### Texte source
□ □ □

L’Alsace dopée aux pesticides
Jeudi, l’APRONA, observatoire de la nappe phréatique, publiera l’état actualisé des eaux souterraines d’Alsace. L’évolution de l’utilisation des pesticides en plaine et dans le vignoble ne présage malheureusement rien de bon.

Photo : Jean-Louis Schmitt
Il en va de l’utilisation des pesticides comme pour la réduction de la part du nucléaire ; un objectif toujours repoussé à plus tard. Le plan Ecophyto 2018 initié en 2008 après le Grenelle de l’Environnement visait la réduction de moitié des quantités de produits phytosanitaires déversés dans l’Hexagone. En 2015, les ventes de pesticides ayant encore augmenté en France, le ministre de l’agriculture avait reporté cet objectif à 2025 en appelant aux bonnes pratiques. Peine perdue, rien ne bouge vraiment, surtout pas en Alsace où les courbes sont toujours orientées à la hausse si l’on en croit les données de la BNV-D (lire ci-dessous) enfin rendues publiques.
Depuis que la loi a obligé les distributeurs de produits phytosanitaires à déclarer leurs ventes annuelles, jamais autant de pesticides n’avaient été vendus en Alsace. Près de 1 200 tonnes d’herbicides, d’insecticides, de parasiticides et de fongicides ont été achetées en 2016 auprès de sociétés dont le siège est en Alsace. Un record depuis 2008, date des premières données officielles. Et rien d’étonnant à ce que le Haut-Rhin tire les chiffres vers le haut : trois des quatre gros distributeurs alsaciens (deux coopératives et deux entreprises privées) sont localisés au sud du Landgraben.
La hausse revue à la baisse par les agriculteurs
Il est certes impossible de comparer une année à une autre tant les conditions météo ou les invasions parasitaires font varier les usages de biocides. Une année humide fera grimper l’épandage de fongicides ; la mouche Suzukii dopera la vente d’insecticides… Mais si de temps en temps, une année clémente permet quelque espoir, la tendance à moyen terme vient doucher l’ambiance. Les moyennes glissantes utilisées pour lisser les aléas sont sans appel : 9 % d’augmentation depuis 2008 en Alsace ! Dans le même temps, la France a réussi à stabiliser les tonnages vendus (-0,5 %) et désigne dès lors les Alsaciens comme gros consommateurs de biocides.

□ □ □

Enregistrements d’étiquetage de localisation
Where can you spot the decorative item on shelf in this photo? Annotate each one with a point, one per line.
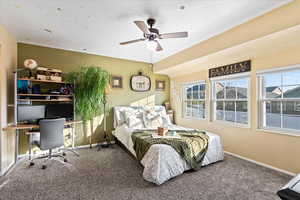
(161, 131)
(66, 89)
(166, 104)
(171, 115)
(36, 89)
(30, 64)
(140, 83)
(160, 85)
(49, 74)
(23, 86)
(116, 81)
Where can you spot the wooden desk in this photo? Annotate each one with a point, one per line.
(19, 127)
(32, 126)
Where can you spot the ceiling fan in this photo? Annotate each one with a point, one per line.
(152, 35)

□ □ □

### Objectifs
1) Répondez aux questions suivantes à partir de l’article sur les pesticides en Alsace.
(a) À quelle année le ministre de l’agriculture a-t-il reporté l’objectif de réduction en 2015 ?
(b) Quelle quantité de pesticides a été achetée en 2016 auprès de sociétés dont le siège est en Alsace ?
(c) Quelle augmentation les moyennes glissantes indiquent-elles en Alsace depuis 2008 ?
2) Relevez chaque ligne des enregistrements qui contient le mot « point ».

### Corrigé par tâche
1)
(a) À 2025.
(b) Près de 1 200 tonnes.
(c) 9 %.

2)
Where can you spot the decorative item on shelf in this photo? Annotate each one with a point, one per line.
Where can you spot the wooden desk in this photo? Annotate each one with a point, one per line.
Where can you spot the ceiling fan in this photo? Annotate each one with a point, one per line.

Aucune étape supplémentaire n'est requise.